| Given request A |
For each statement, decide whether it agrees with the article below about the pitch test. Answer yes or no, and quote the words of the article that decide it: (i) Carl Seashore's way of measuring potential musical ability dates from 1919; (ii) a piano keyboard allows a player to produce quarter tones; (iii) Seashore believed the sense of pitch could be improved with training.
| Given request B |
Render this sentence from the pitch test article below in Spanish: "People who sing or who play wind or string instruments are not so blessed."
| Given request C |
Carry on the article about the pitch test below, starting after its final sentence.

| Extracted text |
Classic Computer Magazine Archive CREATIVE COMPUTING VOL. 10, NO. 3 / MARCH 1984 / PAGE 211

The pitch test. (Program to test pitch perception) James F. McCarthy.

The Pitch Test

Many people believe that musicians are born with some sort of ability not possessed by mortals without which significant accomplishment as a performer or composer isn't possible. Musicians, to paragraphse Fitzgerald and Hemingway, are very different from you and me: they have more talent.

But talent is a slippery-notion, and the more you try to draft it as an explanation for genius, the more evasive it becomes. Suppose, for example, we hear a young boy playing the piano brilliantly, with tecnique and expression far beyond his years. We would almost certainly conclude that the lad had oodles of the right stuff, that he plays so well because he is talented, has the "inner spark,' or whatever. But how do we know that he has talent? Because he plays so well. And why does he play so well? Because he has talent.

You see the problem: We seem to be thinking in circles, saying "Talented is as talented does' and vice versa. But in 1919, a psychologist named Carl Seashore constructed what he claimed to be the first scientific, objective way of measuring potential musical ability.

Seashore reasoned that talent wasn't comprised of just one factor but instead represented an array of discrete skills. His Measures of Musical Talents were, therefore, a battery of separate tests that evaluated a person's sense of pitch, loudness, rhythm, time, timbre, and tonal memory (1939 and later versions).

The best known test from the battery is probably the pitch test, a computer generated version of which for the Apple accompanies this article. The purpose of the test is to see, as musicians would put it, whether or not you have a tin ear; in the erudite academic ghetto where I hang out, it is described as a test to determine how well you can discriminate between the two tones whose frequencies may be very close to each other.

The smallest difference between two pitches that can be notated in traditional music is a half-step or semi-tone (for example, C to C-sharp). If you were to find a piano, hit any black key and then the nearest white key immediately above or below it, you would hear a half-step. (Note: that assumes that the piano has been tuned in the last decade or so--not a good assumption for most pianos functioning as furniture and for all pianos found in church basements.)

With a little more plunking about, you might also discover that the whole keyboard is laid out in half-steps and that there is no way to coax out quarter tones or even smaller beasties lurking in the cracks between the keys.

Since the tuning of a piano is preset by somebody with a wrench, it is possible that a pianist could have a fairly crude sense of pitch discrimination and still perform well. People who sing or who play wind or string instruments are not so blessed. Every note they produce is liable to vary wildly in pitch, and they must constantly monitor and control precisely the tuning of their performance. What musicians call a good ear--the ability to detect small differences between pitches--is an important skill for most performers to have, and it seemed to Professor Seashore that a test to determine who had one and who didn't would be quite valuable.

Seashore also believed then, as most people believe now, that a talent like the sense of pitch was inborn and thus impossible to improve with training. This largely unexamined belief led to a kind of discrimination other than pitch: if public school band directors could administer a test to determine who had talent and who didn't, they could accept only those students who would help them look good at the music contests and reject those who would not.

| Data shown |
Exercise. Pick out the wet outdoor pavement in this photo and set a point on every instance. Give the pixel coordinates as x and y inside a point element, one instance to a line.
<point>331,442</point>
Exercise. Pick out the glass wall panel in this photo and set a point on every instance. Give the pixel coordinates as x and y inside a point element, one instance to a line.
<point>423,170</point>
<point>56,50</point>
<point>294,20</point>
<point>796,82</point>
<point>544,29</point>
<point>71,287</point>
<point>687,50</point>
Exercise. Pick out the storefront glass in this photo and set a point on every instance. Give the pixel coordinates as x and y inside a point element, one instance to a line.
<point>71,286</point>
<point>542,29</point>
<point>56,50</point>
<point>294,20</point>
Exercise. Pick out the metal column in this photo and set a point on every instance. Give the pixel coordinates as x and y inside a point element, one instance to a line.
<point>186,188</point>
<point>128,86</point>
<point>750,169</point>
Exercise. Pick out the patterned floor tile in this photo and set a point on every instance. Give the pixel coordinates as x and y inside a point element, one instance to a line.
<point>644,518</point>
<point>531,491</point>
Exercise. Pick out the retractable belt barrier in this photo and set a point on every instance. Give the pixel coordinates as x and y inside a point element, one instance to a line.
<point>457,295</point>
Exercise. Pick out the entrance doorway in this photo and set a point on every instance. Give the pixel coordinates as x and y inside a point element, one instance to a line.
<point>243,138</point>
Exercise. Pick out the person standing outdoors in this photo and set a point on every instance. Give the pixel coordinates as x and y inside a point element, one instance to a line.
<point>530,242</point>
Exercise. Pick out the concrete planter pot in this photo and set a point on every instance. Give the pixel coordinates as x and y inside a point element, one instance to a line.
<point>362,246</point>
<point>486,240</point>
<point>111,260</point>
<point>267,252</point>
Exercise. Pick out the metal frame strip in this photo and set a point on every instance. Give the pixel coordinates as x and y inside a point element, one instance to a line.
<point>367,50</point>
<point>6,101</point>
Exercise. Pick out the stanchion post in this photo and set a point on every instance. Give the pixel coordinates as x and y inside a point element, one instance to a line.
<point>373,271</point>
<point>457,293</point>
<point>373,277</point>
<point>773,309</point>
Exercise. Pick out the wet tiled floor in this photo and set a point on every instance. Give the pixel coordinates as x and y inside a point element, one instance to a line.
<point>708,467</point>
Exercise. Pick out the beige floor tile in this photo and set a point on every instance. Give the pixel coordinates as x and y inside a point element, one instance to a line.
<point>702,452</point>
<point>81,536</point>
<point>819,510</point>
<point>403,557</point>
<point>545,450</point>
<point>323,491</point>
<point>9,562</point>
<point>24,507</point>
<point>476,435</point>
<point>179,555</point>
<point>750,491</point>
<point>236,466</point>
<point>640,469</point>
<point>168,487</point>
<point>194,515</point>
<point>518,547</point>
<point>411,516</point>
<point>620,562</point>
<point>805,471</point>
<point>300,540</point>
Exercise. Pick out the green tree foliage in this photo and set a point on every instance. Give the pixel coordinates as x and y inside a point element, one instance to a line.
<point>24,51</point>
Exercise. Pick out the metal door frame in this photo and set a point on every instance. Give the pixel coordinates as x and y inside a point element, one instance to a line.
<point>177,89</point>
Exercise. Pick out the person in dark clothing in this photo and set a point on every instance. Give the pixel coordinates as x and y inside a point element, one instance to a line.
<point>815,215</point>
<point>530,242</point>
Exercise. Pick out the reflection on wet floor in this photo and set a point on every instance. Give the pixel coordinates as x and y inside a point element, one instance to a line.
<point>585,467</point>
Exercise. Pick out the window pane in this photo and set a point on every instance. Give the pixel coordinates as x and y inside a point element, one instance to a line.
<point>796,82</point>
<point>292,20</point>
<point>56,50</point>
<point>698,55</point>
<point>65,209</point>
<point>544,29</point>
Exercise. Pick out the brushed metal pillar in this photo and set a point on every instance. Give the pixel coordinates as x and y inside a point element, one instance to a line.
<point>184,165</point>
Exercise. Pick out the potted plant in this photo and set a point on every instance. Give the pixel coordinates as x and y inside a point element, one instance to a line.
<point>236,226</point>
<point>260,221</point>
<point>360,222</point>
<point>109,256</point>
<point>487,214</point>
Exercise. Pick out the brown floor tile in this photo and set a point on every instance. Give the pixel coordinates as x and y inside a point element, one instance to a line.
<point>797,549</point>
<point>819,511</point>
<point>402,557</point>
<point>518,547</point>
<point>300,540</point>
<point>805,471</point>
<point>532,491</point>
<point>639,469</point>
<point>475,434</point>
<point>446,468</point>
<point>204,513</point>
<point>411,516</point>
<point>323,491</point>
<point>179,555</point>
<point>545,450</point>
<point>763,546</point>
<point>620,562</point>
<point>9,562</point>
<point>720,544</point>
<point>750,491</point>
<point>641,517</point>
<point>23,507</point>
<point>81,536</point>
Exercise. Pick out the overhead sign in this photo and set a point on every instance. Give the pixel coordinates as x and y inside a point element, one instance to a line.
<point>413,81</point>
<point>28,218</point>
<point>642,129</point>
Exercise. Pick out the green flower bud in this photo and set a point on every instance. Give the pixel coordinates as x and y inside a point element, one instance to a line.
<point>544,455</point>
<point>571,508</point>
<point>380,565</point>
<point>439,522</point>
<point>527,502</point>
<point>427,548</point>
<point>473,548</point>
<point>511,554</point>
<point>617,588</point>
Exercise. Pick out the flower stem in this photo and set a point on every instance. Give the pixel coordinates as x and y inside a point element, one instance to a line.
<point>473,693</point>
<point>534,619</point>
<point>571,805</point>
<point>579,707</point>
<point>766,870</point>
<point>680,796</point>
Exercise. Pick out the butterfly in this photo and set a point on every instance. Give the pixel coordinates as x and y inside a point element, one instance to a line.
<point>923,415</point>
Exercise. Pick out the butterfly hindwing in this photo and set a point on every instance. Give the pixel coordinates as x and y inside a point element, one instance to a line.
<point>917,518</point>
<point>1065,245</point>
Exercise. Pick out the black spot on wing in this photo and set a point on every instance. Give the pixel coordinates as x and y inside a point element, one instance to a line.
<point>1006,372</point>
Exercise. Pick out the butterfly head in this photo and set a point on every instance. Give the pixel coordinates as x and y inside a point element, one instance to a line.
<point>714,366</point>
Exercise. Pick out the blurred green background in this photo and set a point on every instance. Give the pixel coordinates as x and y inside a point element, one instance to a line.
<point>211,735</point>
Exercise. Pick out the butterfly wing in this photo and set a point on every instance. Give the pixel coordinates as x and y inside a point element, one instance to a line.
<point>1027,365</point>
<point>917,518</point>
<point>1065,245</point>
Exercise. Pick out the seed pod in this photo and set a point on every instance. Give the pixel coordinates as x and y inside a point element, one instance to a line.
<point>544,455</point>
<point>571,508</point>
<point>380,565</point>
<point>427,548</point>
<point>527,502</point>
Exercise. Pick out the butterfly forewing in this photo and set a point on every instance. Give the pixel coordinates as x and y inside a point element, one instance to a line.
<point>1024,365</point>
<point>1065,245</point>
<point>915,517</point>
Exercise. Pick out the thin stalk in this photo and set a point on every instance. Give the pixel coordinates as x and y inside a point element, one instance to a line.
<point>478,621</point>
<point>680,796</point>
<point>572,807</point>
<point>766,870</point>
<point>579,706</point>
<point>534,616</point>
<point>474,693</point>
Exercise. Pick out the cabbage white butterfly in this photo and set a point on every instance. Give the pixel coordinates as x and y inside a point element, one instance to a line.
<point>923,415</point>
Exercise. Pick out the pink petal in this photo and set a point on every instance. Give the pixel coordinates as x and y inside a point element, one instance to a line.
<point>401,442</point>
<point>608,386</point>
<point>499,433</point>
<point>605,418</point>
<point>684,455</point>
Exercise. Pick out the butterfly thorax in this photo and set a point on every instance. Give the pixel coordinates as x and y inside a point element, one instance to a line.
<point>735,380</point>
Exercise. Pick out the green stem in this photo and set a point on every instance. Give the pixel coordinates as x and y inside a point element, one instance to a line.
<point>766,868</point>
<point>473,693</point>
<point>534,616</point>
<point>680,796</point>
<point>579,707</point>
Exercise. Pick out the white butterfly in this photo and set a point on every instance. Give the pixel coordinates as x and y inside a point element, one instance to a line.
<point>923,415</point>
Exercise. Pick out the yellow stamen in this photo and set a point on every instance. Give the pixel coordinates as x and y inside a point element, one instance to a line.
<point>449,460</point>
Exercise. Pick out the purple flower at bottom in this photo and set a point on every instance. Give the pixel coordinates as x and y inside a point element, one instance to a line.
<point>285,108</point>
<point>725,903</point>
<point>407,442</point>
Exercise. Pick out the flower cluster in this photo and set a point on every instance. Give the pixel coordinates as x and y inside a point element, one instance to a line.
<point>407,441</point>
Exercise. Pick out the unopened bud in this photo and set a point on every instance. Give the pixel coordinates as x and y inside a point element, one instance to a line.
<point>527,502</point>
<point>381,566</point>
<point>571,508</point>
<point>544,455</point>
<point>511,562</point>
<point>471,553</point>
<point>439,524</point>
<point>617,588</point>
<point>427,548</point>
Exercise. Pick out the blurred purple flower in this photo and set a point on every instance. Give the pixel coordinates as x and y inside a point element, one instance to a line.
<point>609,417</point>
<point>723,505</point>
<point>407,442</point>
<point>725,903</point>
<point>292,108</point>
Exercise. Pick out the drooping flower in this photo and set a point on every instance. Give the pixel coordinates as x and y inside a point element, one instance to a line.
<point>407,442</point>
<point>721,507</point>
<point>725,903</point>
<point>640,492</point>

| Task answer A |
(i) Yes: "But in 1919, a psychologist named Carl Seashore constructed what he claimed to be the first scientific, objective way of measuring potential musical ability."
(ii) No: "there is no way to coax out quarter tones or even smaller beasties lurking in the cracks between the keys."
(iii) No: "Seashore also believed then, as most people believe now, that a talent like the sense of pitch was inborn and thus impossible to improve with training."

| Task answer B |
Las personas que cantan o que tocan instrumentos de viento o de cuerda no tienen esa suerte.

| Task answer C |
Predictably, the use and abuse of the test generated some controversy. Some critics took the Gestalt view that musical talent was a holistic phenomenon and that it was somehow sinful to measure its component parts. Others, most notably behavioral psychologists, objected to the claim that talent is inborn and that the scores on the test couldn't be improved with training.

Still others expressed strong reservations over the ethics of using a test to weed out allegedly untalented fifth graders from the school music program, reasoning that age ten or so was a bit early to be making permanent decisions about children's careers or hobbies. But the most severe problem for the test was that it just couldn't predict with acceptable accuracy those who would become the next flowers of the music world and those who would never be able to sing "Come To Jesus' in whole notes.

The arguments have abated in the 75 years or so since the inception of the test, and perhaps they now seem interesting only to academic types such as myself or to whichever readers of mine remain awake. The pitch test is almost certainly what it claims to be--a measure of one's ability to detect small changes in frequency--but almost no one is naive enough now to believe that his child's high score on it should cause him to rush out and buy an accordion.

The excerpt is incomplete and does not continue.